Your output should contain every record, unchanged.

(Beginning of RECORD SET)

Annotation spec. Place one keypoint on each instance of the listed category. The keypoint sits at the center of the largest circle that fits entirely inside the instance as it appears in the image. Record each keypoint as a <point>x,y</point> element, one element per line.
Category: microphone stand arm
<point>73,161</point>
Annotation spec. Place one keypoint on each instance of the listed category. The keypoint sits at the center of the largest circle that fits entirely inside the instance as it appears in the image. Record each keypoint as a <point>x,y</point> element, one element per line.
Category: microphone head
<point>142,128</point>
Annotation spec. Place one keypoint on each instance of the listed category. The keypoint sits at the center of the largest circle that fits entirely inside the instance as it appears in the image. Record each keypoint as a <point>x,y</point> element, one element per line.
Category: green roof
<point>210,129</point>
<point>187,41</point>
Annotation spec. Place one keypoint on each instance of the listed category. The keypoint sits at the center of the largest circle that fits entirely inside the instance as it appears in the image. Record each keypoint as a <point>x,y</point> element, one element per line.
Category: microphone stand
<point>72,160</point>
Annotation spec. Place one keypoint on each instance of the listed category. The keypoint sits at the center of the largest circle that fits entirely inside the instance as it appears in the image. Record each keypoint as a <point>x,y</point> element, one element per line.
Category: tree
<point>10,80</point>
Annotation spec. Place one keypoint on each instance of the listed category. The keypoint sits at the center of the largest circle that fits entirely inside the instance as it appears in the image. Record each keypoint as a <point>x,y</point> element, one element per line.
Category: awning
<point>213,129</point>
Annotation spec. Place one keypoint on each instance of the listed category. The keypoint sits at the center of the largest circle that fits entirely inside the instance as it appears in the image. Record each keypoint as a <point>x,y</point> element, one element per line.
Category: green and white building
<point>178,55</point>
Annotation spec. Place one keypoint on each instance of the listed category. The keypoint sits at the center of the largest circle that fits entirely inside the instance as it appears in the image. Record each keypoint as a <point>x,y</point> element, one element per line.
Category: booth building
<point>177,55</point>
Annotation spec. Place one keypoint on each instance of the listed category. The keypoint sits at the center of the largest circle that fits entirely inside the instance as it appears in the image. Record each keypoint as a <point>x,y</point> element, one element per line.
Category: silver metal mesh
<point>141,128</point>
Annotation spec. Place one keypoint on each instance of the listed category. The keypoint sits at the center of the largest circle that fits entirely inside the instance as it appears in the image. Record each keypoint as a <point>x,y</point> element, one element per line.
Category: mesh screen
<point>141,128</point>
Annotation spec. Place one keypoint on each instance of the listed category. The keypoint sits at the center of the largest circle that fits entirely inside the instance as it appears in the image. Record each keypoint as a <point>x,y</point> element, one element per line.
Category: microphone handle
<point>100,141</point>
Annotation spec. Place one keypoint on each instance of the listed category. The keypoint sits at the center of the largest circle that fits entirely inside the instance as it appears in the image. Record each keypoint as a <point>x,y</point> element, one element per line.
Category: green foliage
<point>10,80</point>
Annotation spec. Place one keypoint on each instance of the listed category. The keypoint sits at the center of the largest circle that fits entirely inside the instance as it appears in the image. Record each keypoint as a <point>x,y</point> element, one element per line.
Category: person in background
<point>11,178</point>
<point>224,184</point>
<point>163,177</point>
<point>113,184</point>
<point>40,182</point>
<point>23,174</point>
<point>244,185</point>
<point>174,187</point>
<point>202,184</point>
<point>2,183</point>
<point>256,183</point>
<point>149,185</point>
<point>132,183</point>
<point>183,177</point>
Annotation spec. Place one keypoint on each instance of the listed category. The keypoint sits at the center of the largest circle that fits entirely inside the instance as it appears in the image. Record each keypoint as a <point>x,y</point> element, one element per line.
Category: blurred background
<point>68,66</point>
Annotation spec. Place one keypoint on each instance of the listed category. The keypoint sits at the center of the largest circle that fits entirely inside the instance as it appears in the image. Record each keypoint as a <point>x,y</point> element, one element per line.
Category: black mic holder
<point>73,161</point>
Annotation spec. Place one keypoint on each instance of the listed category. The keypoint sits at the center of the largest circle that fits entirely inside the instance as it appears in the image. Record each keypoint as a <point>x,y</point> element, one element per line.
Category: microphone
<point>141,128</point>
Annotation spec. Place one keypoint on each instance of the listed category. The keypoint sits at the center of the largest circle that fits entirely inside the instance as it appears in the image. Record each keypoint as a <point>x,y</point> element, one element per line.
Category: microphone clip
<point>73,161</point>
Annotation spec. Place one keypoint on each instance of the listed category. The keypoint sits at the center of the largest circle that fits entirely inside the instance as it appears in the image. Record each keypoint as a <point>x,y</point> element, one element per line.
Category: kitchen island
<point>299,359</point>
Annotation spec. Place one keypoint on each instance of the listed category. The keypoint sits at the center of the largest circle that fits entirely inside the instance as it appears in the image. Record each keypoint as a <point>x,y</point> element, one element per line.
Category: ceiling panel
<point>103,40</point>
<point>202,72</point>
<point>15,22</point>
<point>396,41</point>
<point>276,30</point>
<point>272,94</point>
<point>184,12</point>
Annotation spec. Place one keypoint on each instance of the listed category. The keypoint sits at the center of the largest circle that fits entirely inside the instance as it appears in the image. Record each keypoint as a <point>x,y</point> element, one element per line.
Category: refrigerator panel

(End of RECORD SET)

ANSWER BOX:
Annotation spec. Place one keypoint on each instance of the listed category. The keypoint sits at the center of the largest circle that fits entirely inside the instance as it appears in the image. Record each keypoint as a <point>x,y</point> element, one element per line.
Category: microphone stand arm
<point>73,161</point>
Annotation spec. Place one keypoint on each instance of the listed category. The keypoint sits at the center of the largest circle that fits entirely inside the instance as it appears in the image. Record each keypoint as a <point>x,y</point> element, one element per line.
Category: microphone head
<point>142,128</point>
Annotation spec. Place one keypoint on each instance of the listed category. The keypoint sits at the center of the largest circle that fits entirely inside the instance as it appears in the image. Record each keypoint as a <point>x,y</point> element, one element per line.
Category: green roof
<point>210,129</point>
<point>187,41</point>
Annotation spec. Place one keypoint on each instance of the listed category. The keypoint sits at the center of the largest circle that fits entirely inside the instance as it appears in the image. Record each keypoint as a <point>x,y</point> element, one element per line.
Category: microphone stand
<point>72,160</point>
Annotation spec. Place one keypoint on each instance of the listed category. The keypoint sits at the center of the largest circle that fits entirely inside the instance as it appears in the image. Record each keypoint as a <point>x,y</point> element, one element per line.
Category: tree
<point>10,80</point>
Annotation spec. Place one keypoint on each instance of the listed category. The keypoint sits at the center of the largest circle that fits entirely inside the instance as it appears in the image. Record each keypoint as a <point>x,y</point> element, one element per line.
Category: awning
<point>213,129</point>
Annotation spec. Place one keypoint on each instance of the listed category. The keypoint sits at the center of the largest circle that fits entirely inside the instance as it appears in the image. Record each keypoint as a <point>x,y</point> element, one element per line.
Category: green and white building
<point>178,55</point>
Annotation spec. Place one keypoint on each instance of the listed category. The keypoint sits at the center of the largest circle that fits entirely inside the instance as it appears in the image. Record each keypoint as a <point>x,y</point> element, one element per line.
Category: booth building
<point>177,55</point>
Annotation spec. Place one keypoint on each instance of the listed category. The keypoint sits at the center of the largest circle that fits entirely inside the instance as it appears in the image. Record each keypoint as a <point>x,y</point> element, one element per line.
Category: silver metal mesh
<point>141,128</point>
Annotation spec. Place one keypoint on each instance of the listed category. The keypoint sits at the center of the largest circle that fits entirely inside the instance as it appears in the image. Record each keypoint as a <point>x,y</point> element, one element per line.
Category: mesh screen
<point>141,128</point>
Annotation spec. Place one keypoint on each instance of the listed category. The keypoint sits at the center of the largest circle that fits entirely inside the instance as it appears in the image. Record each keypoint as a <point>x,y</point> element, one element per line.
Category: microphone handle
<point>100,141</point>
Annotation spec. Place one keypoint on each instance of the listed category. The keypoint sits at the center of the largest circle that fits entirely inside the instance as it appears in the image. Record each keypoint as a <point>x,y</point> element, one element per line.
Category: green foliage
<point>10,80</point>
Annotation spec. Place one keypoint on each instance of the listed category. The keypoint sits at the center of the largest circle that fits entirely inside the instance as it appears in the image. Record each keypoint as a <point>x,y</point> element, one element per line.
Category: person in background
<point>11,178</point>
<point>224,184</point>
<point>163,177</point>
<point>113,184</point>
<point>40,182</point>
<point>23,174</point>
<point>244,185</point>
<point>174,187</point>
<point>202,184</point>
<point>2,183</point>
<point>256,183</point>
<point>149,185</point>
<point>132,183</point>
<point>183,177</point>
Annotation spec. Place one keypoint on each instance of the listed category. The keypoint sits at the center of the largest circle that fits entirely inside the instance as it appears in the image. Record each keypoint as a <point>x,y</point> element, one element per line.
Category: blurred background
<point>68,66</point>
Annotation spec. Place one keypoint on each instance of the listed category. The keypoint sits at the center of the largest circle that fits entirely inside the instance as it appears in the image. Record each keypoint as a <point>x,y</point> element, one element per line.
Category: black mic holder
<point>73,161</point>
Annotation spec. Place one keypoint on each instance of the listed category. The keypoint sits at the center of the largest circle that fits entirely inside the instance as it appears in the image. Record each keypoint as a <point>x,y</point> element, one element per line.
Category: microphone
<point>141,128</point>
Annotation spec. Place one keypoint on each instance of the listed category. The keypoint sits at the center of the largest circle that fits entirely inside the instance as it appears in the image. Record each keypoint as a <point>x,y</point> element, one element per line.
Category: microphone clip
<point>73,161</point>
Annotation spec. Place one keypoint on each instance of the listed category. The keypoint sits at the center of the largest circle that fits entirely inside the instance as it appears in the image. Record each keypoint as a <point>x,y</point> element, one element per line.
Category: kitchen island
<point>299,359</point>
Annotation spec. Place one keypoint on each instance of the listed category. The keypoint sits at the center of the largest circle that fits entirely inside the instance as it appears in the image. Record each keypoint as a <point>x,y</point> element, one element per line.
Category: ceiling panel
<point>103,40</point>
<point>202,72</point>
<point>15,22</point>
<point>396,41</point>
<point>276,30</point>
<point>272,94</point>
<point>184,12</point>
Annotation spec. Place one keypoint on each instance of the listed category. The keypoint sits at the center of the largest circle that fits entirely inside the instance as it appears in the image. Record each keypoint as a <point>x,y</point> element, one element per line.
Category: refrigerator panel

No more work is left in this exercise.